▶ **TASK ITEM**:
Every record listed below should be copied exactly.

== Segment start ==

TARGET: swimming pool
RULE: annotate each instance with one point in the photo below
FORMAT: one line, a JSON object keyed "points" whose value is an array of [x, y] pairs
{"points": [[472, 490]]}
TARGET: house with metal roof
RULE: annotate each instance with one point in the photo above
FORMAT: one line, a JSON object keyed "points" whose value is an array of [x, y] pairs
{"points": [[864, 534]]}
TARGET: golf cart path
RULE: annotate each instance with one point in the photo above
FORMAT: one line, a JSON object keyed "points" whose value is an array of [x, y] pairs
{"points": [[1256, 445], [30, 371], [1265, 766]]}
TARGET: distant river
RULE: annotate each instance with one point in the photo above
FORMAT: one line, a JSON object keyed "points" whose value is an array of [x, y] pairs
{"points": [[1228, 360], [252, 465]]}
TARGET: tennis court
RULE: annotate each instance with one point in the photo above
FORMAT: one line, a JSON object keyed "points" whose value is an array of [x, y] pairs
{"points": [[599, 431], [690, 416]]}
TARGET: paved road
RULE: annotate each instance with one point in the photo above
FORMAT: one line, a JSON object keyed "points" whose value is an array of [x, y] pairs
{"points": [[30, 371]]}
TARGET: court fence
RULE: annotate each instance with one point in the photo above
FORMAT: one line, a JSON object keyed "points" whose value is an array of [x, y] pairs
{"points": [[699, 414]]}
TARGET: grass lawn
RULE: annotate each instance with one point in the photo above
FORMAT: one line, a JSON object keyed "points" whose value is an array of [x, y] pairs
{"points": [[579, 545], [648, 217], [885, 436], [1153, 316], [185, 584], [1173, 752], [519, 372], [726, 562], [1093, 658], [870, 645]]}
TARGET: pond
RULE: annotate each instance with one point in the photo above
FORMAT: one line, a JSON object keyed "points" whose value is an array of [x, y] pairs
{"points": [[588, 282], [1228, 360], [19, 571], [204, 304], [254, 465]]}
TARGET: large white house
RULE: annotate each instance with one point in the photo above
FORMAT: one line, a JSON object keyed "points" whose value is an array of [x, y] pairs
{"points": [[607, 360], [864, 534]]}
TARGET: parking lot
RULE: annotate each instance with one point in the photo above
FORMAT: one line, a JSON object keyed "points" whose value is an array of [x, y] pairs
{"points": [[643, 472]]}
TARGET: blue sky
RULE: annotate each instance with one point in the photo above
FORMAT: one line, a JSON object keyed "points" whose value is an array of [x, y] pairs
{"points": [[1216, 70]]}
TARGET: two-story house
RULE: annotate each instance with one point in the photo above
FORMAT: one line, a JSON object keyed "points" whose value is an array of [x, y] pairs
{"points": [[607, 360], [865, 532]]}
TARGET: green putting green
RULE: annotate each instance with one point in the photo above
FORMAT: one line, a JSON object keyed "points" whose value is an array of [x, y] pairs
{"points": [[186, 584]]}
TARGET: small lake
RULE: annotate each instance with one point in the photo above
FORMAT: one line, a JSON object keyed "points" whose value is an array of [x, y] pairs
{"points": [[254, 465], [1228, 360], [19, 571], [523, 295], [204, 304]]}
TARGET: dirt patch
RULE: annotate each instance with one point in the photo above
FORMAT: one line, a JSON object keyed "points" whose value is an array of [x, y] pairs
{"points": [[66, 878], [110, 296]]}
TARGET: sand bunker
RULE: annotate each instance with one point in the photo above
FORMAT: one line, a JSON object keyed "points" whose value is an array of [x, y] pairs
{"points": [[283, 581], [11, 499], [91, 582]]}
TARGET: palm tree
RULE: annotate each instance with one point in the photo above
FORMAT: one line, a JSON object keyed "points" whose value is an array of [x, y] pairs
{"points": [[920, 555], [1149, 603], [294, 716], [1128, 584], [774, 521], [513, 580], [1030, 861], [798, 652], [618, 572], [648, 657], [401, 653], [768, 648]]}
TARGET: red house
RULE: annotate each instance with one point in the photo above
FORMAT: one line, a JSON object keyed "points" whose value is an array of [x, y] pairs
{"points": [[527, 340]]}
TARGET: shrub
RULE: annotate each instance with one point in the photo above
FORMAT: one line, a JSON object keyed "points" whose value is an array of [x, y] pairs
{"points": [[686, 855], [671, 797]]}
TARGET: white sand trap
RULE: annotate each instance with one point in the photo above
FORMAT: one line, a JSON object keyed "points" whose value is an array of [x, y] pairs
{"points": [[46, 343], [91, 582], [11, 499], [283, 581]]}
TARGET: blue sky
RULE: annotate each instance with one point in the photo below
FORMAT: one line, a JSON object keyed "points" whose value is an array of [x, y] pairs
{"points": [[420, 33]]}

== Segment end ==

▶ **ANSWER BOX**:
TARGET: swimming pool
RULE: annotate each instance with one point in the photo below
FORMAT: one line, a JSON object keyed "points" whose value is an array of [x, y] pairs
{"points": [[472, 490]]}
TARGET: house with metal roof
RULE: annotate each instance with one point in the photo above
FORMAT: one line, a JSON object keyed "points" whose value is an array of [x, y] pairs
{"points": [[864, 534]]}
TARGET: golf cart path
RULE: annotate each instance with one point in the photo above
FORMAT: one line, a JSON object keyed "points" whose value is an array of [x, y] pairs
{"points": [[1256, 445], [30, 371], [1265, 766]]}
TARGET: distant river
RULE: annotate each instance with one point in the photo above
FORMAT: one line, a JSON object keyed "points" whose value is an array of [x, y] pairs
{"points": [[1228, 360], [252, 465]]}
TARGET: tennis court
RULE: annotate each instance with one point in the photo above
FORMAT: one line, a JSON object keyed "points" whose value is an array of [x, y] pairs
{"points": [[599, 431], [690, 416]]}
TARGET: paved road
RULE: annotate each instance with one point in the photo above
FORMAT: one line, a JSON object keyed "points" whose value is an array of [x, y] pairs
{"points": [[30, 371]]}
TARGET: court fence
RULE: annotate each instance with one point in the photo above
FORMAT: one line, a JSON object keyed "points" whose value is an array of [x, y] pairs
{"points": [[699, 414]]}
TARGET: grass lawn
RULE: annotate each instance with one point in the photo above
FORMAT: one line, a JSON object keyed "points" whose value is an array of [x, y] pairs
{"points": [[579, 545], [648, 217], [885, 436], [1153, 316], [185, 584], [1173, 752], [519, 372], [726, 562], [1093, 658], [870, 645]]}
TARGET: pond
RULE: annotate each instance with one point in the photo above
FORMAT: one line, a JSON object keyed "points" whose value is an array of [x, y] pairs
{"points": [[588, 282], [1228, 360], [19, 571], [204, 304], [254, 465]]}
TARGET: large white house
RULE: annotate each instance with one point in the photo above
FORMAT: one line, a JSON object keyed "points" whose value is an array of [x, y] pairs
{"points": [[607, 360], [864, 534]]}
TARGET: parking lot
RULE: annotate each instance with one point in the photo above
FORMAT: one line, a JSON object keyed "points" whose value is an array of [x, y] pairs
{"points": [[643, 472]]}
TARGET: blue sky
RULE: annotate each instance with one point in the photo above
FORMAT: one line, a JSON object keyed "points" whose value is an array of [x, y] pairs
{"points": [[1216, 70]]}
TARGET: two-story house
RULE: annotate each instance with one point in the photo above
FORMAT: one line, a JSON object keyed "points" whose value is an array of [x, y] pairs
{"points": [[607, 360], [865, 532]]}
TARGET: green putting green
RULE: annotate each instance with one point in the photo above
FORMAT: one line, a JSON object keyed "points" whose value is an array of [x, y] pairs
{"points": [[186, 584]]}
TARGET: small lake
RULE: annotate each instance with one point in the photo above
FORMAT: one line, a JSON object keyed "points" whose value is an array of [x, y] pairs
{"points": [[254, 465], [1228, 360], [19, 571], [523, 295], [204, 304]]}
TARGET: dirt patch
RULE: annotate each instance with one point in the photo above
FORMAT: one line, a JSON object keyed "points" whose value is an array of [x, y] pairs
{"points": [[66, 878], [110, 296]]}
TARGET: sand bunker
RULE: annotate each instance with one point in the photo above
FORMAT: one line, a JSON object keyed "points" whose value is an array of [x, y] pairs
{"points": [[283, 581], [11, 499], [91, 582]]}
TARGET: palm tree
RULE: annotate each instance with one point in the photo above
FORMAT: one line, a JSON object keyed "points" whose value is an array of [x, y] pairs
{"points": [[920, 555], [1149, 603], [294, 716], [1128, 584], [774, 521], [513, 580], [1030, 861], [798, 652], [618, 572], [648, 657], [401, 653], [768, 648]]}
TARGET: red house
RULE: annotate each instance with one point in the photo above
FORMAT: one line, a JSON object keyed "points" whose value is an array of [x, y] pairs
{"points": [[527, 340]]}
TARGET: shrub
RULE: annotate each instance with one point in the photo above
FORMAT: one line, a JSON object keyed "points" whose value is an array of [x, y] pairs
{"points": [[686, 855], [671, 797]]}
TARGET: white sand trap
RULE: annotate each instance with one point in the photo above
FORMAT: one line, a JSON object keyed "points" whose value is an array of [x, y] pairs
{"points": [[46, 343], [91, 582], [11, 499], [283, 581]]}
TARGET: blue sky
RULE: annotate each instance with one point in the photo below
FORMAT: one line, a JSON object keyed "points" whose value is an array of [x, y] pairs
{"points": [[420, 33]]}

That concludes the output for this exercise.